**TASKS FOR THIS EXERCISE**
• A. In the page on infant development, what can a delay in attaining certain motor skills be the earliest sign of?
• B. Please list every specific action the page on infant development names as something a baby may begin to do.

**PAGE TEXT**
.....
At each well-baby visit, your pediatrician will ask you whether you have any specific concerns about your baby's development. She will also ask whether your baby has begun to do certain things by certain ages, such as tracking your movements with his eyes or reacting playfully to your hand motions.
A delay in attaining certain motor skills can be the earliest sign of cerebral palsy, which results from a dysfunction or damage in the brain. Early detection of neurological conditions like this is paramount in developing children, because delay in treatment can adversely affect the quality of life for these children as adults.
While most parents are not experts in child development, they usually have a fairly good sense of what to expect in terms of their baby's ability to do certain things. However, there are some common misconceptions about developmental milestones that need to be clarified.
Many babies surprise their parents by mastering the art of rolling over at a very early age. Even though most babies cannot roll over until after four months of age, some precocious infants manage to do so before the age of two months.
.....
[Image-grounded pointing data]
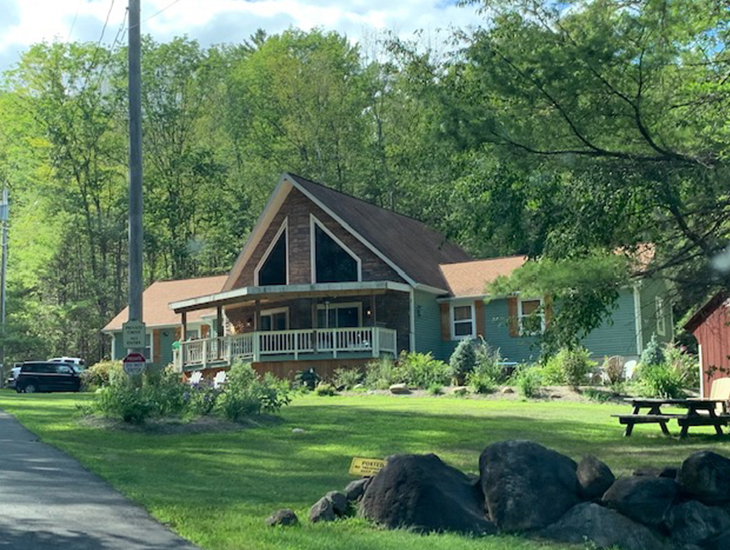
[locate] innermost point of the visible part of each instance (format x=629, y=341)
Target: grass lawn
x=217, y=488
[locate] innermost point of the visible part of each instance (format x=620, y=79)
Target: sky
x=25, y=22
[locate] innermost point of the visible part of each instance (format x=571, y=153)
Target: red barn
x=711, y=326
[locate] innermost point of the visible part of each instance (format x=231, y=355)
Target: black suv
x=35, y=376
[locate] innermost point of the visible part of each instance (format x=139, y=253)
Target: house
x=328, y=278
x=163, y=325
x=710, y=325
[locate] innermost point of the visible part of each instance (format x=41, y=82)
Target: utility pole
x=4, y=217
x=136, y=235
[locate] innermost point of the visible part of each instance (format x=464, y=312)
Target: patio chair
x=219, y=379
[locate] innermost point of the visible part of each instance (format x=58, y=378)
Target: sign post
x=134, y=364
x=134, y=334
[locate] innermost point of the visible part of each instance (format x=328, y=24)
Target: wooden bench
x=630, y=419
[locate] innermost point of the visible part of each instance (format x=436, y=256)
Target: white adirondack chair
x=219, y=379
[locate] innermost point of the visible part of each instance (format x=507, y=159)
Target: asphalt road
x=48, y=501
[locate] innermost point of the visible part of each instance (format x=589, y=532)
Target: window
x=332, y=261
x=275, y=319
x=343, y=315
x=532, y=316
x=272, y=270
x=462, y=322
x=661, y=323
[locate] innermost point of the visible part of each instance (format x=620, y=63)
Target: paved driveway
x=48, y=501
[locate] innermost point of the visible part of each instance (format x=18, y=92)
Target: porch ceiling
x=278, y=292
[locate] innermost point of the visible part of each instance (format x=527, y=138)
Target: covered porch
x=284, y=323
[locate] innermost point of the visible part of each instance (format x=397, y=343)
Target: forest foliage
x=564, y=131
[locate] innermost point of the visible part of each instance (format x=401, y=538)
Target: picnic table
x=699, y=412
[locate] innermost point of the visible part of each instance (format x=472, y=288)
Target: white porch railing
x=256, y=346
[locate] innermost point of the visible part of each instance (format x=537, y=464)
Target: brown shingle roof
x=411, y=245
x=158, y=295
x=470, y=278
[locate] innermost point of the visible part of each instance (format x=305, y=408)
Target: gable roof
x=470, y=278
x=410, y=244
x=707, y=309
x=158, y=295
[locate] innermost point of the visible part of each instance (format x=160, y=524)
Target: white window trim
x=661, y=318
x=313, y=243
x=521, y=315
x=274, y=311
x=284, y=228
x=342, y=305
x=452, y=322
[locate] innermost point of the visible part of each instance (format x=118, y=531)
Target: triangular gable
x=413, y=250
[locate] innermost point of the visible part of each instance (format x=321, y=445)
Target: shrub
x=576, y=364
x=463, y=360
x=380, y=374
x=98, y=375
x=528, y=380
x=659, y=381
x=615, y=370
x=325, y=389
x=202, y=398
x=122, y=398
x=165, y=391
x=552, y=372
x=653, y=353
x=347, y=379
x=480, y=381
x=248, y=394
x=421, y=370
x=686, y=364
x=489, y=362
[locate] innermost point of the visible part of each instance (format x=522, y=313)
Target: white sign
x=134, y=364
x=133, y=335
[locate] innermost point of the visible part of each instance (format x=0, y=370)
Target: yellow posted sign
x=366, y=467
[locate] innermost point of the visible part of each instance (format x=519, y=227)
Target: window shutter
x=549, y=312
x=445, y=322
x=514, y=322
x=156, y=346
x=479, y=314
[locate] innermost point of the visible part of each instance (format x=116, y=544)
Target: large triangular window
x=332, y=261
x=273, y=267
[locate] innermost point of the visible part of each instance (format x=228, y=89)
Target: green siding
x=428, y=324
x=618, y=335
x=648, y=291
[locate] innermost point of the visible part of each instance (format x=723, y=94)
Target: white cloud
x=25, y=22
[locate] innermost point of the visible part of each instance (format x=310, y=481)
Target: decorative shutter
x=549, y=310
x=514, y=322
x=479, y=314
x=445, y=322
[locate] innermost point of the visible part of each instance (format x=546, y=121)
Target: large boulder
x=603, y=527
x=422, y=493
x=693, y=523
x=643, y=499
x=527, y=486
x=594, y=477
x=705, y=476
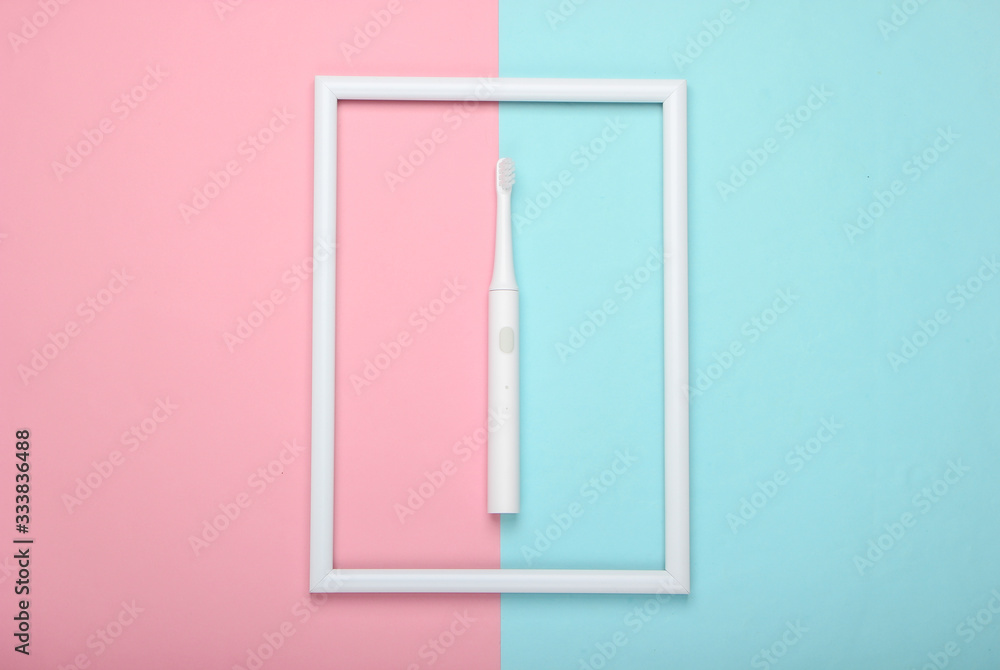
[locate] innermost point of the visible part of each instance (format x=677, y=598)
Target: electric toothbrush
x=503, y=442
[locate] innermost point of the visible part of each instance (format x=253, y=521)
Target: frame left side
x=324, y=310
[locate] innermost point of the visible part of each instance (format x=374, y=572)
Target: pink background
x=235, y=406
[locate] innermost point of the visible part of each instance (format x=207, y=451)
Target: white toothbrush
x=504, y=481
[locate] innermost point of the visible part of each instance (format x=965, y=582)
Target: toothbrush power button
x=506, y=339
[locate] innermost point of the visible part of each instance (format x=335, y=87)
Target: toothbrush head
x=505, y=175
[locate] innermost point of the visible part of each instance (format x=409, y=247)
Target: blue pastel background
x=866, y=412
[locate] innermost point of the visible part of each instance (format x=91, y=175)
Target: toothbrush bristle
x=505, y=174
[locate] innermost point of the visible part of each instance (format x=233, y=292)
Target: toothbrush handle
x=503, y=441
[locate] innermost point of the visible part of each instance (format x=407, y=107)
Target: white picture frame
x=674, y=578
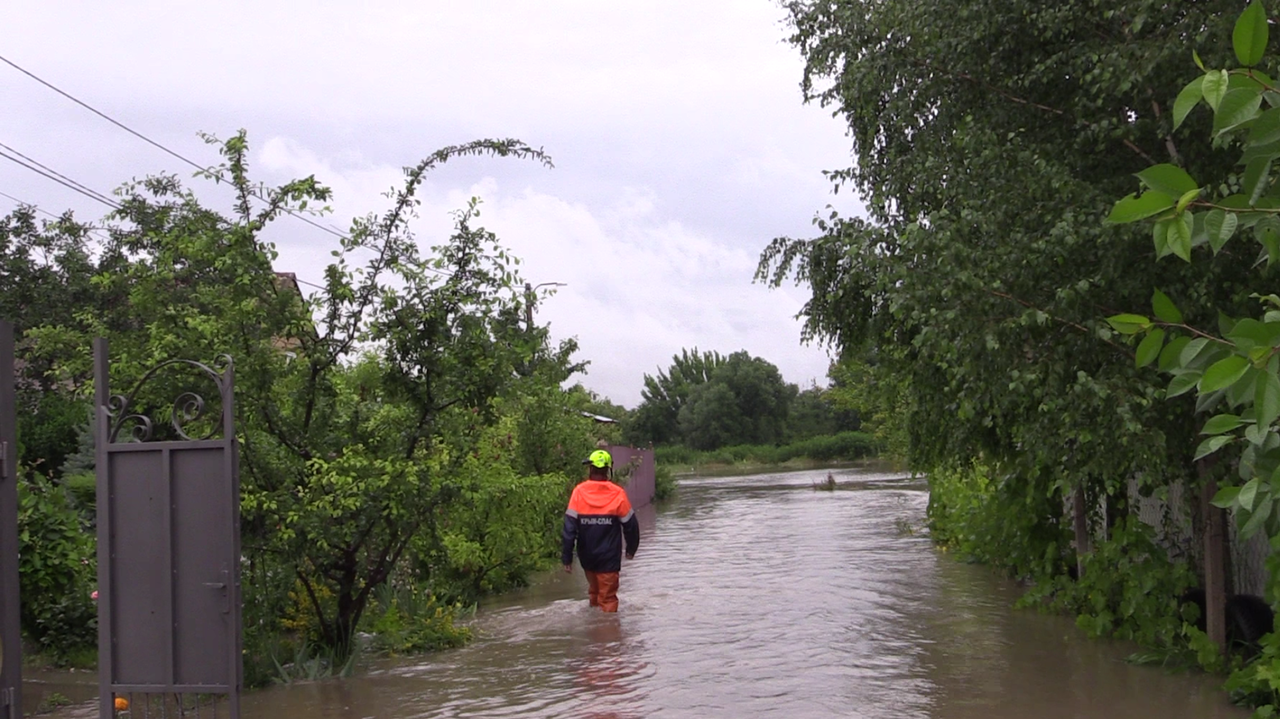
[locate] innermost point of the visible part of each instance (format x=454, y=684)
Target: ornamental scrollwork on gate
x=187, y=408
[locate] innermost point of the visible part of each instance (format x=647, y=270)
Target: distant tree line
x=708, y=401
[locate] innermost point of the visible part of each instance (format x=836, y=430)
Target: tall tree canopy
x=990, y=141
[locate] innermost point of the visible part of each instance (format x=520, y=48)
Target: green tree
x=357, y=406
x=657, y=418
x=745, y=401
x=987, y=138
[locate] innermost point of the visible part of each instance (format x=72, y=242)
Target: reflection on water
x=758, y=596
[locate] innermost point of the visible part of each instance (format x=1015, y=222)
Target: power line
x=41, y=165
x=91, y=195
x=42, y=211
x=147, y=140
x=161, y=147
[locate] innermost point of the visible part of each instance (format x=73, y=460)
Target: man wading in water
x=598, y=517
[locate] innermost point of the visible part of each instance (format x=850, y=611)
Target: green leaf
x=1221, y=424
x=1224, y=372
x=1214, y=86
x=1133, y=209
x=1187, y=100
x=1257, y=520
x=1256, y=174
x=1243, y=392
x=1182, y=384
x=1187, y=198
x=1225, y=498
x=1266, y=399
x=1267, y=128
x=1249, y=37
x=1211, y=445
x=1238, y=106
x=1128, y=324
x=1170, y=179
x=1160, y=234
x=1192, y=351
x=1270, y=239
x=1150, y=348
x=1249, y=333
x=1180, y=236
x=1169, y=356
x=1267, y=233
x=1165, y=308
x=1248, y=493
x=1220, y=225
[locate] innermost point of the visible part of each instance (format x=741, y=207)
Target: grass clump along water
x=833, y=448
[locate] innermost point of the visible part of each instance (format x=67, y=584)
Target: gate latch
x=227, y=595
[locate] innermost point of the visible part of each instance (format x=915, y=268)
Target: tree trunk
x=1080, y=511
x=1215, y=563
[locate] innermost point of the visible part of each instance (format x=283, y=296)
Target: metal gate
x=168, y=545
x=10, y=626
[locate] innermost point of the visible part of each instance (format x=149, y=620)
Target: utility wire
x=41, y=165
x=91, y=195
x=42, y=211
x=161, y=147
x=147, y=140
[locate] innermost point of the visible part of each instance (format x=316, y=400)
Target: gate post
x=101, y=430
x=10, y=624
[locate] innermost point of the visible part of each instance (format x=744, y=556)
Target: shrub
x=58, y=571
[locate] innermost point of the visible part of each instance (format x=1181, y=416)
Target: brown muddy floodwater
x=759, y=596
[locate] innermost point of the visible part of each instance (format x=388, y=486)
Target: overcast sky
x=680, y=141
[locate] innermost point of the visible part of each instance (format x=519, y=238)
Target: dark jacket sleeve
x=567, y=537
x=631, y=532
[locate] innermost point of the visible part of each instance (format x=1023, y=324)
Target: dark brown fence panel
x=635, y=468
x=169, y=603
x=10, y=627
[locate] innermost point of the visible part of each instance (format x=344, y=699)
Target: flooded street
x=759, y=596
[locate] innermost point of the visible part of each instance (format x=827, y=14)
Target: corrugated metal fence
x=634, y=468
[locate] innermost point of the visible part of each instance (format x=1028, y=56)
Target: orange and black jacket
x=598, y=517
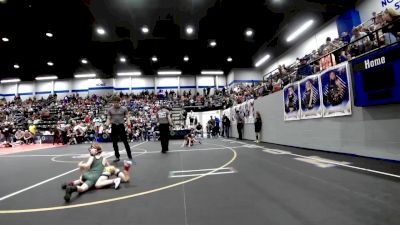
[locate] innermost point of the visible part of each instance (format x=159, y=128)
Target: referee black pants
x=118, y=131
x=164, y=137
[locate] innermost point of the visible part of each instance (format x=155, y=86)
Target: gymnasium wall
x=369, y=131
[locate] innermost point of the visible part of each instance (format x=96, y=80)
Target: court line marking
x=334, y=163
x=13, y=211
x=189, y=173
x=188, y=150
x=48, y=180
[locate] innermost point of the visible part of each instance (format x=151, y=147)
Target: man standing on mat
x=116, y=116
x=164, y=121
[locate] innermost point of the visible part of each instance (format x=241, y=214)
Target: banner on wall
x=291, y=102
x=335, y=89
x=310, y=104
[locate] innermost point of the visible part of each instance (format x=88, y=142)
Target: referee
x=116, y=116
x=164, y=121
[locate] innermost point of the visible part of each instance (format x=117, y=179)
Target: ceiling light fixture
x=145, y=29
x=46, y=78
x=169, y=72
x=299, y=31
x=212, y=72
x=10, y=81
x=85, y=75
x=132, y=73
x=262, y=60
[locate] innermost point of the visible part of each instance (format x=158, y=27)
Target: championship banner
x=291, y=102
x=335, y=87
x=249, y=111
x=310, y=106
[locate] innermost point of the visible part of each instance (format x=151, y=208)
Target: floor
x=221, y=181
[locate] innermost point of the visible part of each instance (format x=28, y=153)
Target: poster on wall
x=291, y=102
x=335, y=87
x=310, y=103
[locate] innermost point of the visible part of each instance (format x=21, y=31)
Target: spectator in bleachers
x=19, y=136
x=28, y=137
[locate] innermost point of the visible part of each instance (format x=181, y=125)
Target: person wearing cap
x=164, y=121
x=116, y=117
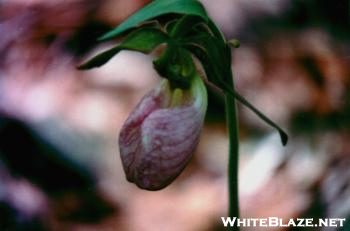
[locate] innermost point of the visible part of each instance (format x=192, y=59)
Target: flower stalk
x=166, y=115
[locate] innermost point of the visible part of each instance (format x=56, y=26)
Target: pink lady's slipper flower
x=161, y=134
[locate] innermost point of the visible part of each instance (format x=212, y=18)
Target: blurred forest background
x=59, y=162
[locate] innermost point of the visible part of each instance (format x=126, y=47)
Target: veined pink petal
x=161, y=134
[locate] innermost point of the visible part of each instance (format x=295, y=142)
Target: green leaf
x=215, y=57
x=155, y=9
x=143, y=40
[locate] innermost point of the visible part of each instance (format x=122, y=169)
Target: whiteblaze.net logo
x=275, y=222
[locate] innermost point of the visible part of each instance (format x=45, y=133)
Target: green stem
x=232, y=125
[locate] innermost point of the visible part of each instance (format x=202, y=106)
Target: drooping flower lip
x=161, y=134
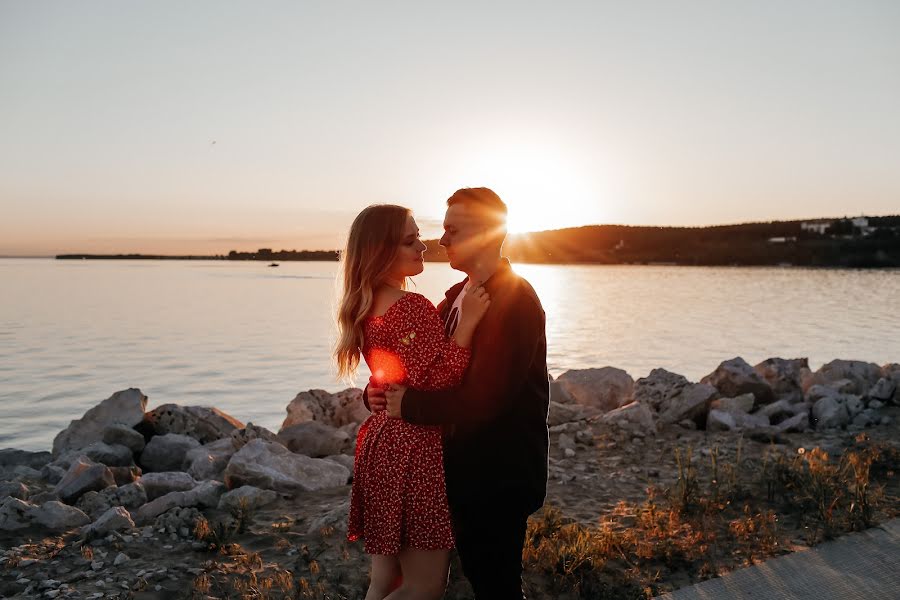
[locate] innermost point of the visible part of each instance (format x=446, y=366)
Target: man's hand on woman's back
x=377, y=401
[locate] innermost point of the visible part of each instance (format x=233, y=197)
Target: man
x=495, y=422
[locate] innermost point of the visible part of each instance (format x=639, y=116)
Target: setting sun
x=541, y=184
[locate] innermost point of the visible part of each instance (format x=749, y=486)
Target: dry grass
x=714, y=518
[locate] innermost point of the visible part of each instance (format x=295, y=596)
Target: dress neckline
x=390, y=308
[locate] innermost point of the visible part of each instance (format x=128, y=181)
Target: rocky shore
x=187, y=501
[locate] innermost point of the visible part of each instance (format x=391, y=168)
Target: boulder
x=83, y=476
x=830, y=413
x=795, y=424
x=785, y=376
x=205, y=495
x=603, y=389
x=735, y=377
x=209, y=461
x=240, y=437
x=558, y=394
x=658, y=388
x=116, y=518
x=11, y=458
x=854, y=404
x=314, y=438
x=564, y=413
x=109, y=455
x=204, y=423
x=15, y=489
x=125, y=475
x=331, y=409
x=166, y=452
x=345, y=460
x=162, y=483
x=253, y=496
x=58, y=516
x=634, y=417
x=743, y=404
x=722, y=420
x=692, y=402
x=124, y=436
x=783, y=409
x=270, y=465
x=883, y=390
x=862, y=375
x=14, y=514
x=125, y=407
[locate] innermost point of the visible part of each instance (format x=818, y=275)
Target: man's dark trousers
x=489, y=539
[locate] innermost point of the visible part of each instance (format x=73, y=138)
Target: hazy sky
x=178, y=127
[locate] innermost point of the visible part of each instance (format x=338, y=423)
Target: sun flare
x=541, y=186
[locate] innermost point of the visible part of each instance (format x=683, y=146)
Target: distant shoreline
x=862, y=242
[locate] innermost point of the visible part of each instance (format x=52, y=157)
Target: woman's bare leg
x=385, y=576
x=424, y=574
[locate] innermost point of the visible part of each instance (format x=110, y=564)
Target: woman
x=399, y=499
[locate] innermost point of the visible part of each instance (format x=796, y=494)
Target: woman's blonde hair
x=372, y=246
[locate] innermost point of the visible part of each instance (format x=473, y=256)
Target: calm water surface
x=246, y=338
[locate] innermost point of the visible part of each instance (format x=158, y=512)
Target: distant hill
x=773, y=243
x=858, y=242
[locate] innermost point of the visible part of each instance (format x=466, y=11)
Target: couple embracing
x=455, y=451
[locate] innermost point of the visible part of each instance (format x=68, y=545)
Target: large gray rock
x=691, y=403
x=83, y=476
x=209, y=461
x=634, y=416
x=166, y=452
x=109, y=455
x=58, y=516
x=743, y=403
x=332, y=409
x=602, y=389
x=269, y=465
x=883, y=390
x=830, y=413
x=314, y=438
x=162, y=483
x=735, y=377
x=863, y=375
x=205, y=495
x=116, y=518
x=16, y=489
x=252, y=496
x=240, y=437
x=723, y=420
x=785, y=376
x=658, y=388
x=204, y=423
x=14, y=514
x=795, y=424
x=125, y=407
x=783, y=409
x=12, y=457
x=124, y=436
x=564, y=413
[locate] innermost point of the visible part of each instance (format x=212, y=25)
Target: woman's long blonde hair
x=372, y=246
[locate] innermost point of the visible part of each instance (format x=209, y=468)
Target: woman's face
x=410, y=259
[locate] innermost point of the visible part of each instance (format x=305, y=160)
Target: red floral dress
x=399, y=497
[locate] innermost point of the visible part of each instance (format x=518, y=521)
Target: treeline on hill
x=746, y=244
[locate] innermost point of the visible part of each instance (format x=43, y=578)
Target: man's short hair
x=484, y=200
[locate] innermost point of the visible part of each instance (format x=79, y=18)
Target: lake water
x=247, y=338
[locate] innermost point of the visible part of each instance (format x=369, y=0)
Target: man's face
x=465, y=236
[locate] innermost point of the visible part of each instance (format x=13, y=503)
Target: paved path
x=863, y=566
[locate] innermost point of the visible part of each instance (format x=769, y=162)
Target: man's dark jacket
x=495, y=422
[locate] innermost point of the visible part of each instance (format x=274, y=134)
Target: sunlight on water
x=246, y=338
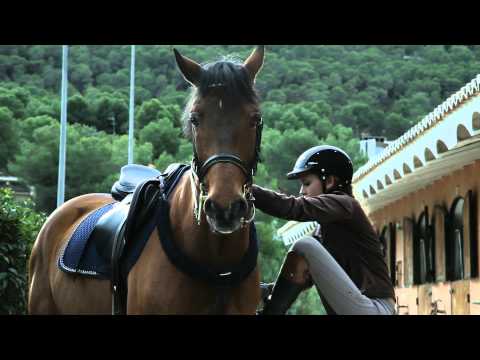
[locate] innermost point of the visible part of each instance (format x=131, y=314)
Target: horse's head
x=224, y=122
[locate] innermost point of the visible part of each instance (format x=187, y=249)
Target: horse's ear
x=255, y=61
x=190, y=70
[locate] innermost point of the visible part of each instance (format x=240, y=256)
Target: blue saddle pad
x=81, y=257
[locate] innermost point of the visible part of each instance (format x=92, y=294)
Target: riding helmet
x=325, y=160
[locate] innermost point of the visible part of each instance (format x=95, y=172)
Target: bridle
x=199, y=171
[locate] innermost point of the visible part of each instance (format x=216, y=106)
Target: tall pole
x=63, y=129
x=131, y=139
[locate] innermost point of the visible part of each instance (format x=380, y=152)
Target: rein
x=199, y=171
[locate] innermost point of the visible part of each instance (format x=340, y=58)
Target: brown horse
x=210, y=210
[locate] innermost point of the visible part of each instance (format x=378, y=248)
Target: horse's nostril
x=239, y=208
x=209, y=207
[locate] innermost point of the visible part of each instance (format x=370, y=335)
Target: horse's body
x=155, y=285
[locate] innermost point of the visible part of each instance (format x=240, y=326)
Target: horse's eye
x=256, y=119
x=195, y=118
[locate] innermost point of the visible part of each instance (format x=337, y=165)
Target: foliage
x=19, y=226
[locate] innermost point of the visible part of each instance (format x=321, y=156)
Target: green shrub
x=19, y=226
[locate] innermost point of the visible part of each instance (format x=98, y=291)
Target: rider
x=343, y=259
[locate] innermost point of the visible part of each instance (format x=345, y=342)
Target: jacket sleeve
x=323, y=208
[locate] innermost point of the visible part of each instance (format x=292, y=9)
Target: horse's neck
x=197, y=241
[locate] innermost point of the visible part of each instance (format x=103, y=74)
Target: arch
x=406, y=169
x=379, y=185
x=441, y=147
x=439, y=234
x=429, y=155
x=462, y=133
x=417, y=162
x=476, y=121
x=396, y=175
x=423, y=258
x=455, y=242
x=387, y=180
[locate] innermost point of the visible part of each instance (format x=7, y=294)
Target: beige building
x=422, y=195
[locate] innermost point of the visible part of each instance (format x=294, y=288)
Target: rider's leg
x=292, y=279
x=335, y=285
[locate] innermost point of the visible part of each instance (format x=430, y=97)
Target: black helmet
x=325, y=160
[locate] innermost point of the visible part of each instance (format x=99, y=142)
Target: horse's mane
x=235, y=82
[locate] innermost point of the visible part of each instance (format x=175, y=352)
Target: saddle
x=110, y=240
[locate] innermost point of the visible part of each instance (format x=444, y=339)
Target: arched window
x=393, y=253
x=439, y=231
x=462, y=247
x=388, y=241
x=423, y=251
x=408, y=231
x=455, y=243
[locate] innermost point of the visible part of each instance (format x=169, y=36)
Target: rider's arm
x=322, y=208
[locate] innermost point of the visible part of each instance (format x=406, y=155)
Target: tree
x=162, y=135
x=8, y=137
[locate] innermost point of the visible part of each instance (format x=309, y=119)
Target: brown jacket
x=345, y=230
.....
**RESPONSES PER TASK**
• A. Cerebral palsy.

• B.
- Tracking your movements with his eyes
- Reacting playfully to your hand motions
- Rolling over